Start at the line with "Target: water reflection" in the records below, stop at the line with "as [[107, 47]].", and return every line in that span exactly, the two end lines included.

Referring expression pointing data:
════════
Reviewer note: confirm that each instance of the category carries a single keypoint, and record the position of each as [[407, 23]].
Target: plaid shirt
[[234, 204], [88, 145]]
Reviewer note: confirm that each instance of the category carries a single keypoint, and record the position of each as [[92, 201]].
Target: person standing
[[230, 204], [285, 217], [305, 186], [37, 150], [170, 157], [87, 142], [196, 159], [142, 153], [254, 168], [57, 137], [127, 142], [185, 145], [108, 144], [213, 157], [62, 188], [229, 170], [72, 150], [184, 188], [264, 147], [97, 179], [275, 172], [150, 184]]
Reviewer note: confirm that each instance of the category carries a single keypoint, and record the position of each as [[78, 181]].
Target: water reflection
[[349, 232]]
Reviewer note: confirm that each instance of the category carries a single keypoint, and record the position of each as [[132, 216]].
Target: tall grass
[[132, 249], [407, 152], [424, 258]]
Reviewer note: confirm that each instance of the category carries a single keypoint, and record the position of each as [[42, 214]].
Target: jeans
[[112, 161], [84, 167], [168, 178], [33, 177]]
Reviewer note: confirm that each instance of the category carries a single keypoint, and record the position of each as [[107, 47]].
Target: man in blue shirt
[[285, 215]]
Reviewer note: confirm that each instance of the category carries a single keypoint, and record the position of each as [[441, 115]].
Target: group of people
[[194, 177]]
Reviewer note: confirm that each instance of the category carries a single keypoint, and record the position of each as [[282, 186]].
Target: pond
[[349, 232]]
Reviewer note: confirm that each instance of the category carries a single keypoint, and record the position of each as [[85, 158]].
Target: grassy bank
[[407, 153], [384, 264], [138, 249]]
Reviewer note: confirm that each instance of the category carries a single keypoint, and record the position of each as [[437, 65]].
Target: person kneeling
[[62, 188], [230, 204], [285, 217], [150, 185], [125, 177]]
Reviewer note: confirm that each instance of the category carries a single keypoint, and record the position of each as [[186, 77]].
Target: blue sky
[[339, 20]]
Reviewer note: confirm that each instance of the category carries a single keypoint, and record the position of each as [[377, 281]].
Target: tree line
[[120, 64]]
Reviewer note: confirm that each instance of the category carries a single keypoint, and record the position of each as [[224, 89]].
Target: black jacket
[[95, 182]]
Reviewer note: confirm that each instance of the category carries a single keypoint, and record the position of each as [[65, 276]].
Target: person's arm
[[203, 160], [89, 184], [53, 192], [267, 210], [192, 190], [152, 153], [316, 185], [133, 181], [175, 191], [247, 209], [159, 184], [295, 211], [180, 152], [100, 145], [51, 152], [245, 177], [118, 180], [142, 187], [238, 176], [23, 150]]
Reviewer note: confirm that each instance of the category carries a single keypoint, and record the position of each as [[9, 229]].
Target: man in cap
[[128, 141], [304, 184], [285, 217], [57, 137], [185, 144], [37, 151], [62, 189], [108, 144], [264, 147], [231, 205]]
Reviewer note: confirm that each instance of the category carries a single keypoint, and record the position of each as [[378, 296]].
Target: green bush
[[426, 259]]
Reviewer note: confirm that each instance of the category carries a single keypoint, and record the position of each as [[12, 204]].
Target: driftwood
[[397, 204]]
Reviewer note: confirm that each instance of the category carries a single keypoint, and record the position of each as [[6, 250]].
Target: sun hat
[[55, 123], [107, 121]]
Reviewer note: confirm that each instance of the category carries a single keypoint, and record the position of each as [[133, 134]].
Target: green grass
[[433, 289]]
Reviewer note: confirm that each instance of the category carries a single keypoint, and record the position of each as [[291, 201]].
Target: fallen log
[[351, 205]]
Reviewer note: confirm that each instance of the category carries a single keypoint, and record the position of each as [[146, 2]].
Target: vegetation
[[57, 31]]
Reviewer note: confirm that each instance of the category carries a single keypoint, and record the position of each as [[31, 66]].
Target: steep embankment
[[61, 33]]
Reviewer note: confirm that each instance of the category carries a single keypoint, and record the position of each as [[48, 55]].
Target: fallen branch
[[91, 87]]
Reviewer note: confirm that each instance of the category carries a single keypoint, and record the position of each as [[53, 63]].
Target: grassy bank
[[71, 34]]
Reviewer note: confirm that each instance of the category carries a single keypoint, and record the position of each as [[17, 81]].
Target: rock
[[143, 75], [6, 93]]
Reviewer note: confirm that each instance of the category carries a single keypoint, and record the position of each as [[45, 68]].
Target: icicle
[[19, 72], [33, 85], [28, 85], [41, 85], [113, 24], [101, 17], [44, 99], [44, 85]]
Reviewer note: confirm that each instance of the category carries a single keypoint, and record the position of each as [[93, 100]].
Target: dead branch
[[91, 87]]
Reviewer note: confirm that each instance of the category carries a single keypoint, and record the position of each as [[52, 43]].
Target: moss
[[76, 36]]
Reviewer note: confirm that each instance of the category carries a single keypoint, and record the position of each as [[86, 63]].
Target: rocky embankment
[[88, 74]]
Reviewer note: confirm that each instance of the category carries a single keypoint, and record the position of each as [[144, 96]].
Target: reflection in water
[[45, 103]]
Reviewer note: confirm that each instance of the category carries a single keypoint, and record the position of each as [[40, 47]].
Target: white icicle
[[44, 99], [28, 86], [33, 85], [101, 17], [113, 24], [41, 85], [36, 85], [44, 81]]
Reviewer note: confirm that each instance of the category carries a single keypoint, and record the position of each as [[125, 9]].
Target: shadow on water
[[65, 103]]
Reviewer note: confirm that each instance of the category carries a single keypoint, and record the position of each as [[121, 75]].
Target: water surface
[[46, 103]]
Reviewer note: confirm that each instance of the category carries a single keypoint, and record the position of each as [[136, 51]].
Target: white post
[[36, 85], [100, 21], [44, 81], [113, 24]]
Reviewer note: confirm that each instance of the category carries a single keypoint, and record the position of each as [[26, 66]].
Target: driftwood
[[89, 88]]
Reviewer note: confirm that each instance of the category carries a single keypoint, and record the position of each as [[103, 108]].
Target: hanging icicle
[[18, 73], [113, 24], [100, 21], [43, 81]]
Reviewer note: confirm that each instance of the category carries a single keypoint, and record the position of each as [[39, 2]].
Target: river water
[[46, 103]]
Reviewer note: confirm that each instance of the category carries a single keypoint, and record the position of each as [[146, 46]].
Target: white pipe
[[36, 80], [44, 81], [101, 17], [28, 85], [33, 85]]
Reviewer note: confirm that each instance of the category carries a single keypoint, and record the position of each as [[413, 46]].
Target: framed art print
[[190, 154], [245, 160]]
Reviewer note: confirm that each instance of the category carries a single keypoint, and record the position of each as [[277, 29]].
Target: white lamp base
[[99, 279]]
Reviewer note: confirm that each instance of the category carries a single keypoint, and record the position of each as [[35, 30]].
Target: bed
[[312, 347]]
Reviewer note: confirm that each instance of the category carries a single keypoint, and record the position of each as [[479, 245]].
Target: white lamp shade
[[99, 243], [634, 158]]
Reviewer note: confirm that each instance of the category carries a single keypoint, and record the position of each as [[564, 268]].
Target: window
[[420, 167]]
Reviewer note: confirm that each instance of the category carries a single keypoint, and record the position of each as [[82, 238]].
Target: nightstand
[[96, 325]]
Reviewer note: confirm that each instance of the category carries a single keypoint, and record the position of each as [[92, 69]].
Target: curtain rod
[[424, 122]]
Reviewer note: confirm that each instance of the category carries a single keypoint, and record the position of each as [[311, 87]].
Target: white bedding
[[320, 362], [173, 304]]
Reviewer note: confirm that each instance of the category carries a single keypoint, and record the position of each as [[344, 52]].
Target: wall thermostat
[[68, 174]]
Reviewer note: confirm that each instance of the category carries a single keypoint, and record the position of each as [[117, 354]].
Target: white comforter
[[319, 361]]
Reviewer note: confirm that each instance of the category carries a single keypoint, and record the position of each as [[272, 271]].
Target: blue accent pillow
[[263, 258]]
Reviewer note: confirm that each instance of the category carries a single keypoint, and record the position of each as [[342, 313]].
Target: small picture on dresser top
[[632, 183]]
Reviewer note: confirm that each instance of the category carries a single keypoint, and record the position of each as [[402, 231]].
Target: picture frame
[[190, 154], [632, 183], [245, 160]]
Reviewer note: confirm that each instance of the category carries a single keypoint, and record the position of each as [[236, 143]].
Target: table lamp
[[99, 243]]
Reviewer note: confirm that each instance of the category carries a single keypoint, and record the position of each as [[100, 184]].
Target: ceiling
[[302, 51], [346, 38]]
════════
== Response area ==
Target: water reflection
[[349, 232]]
Reviewer note: confirm that each instance of the category carries a single keypoint, and record the position of each as [[132, 216]].
Target: tall grass
[[132, 249], [407, 152], [424, 258]]
Reviewer note: confirm that each instance of the category carries a single keypoint, and record the position of each as [[42, 214]].
Target: jeans
[[112, 161], [84, 167], [168, 178], [33, 177]]
Reviewer note: confirm that each instance of the category carries a single keypoint, and record the position of each as [[107, 47]].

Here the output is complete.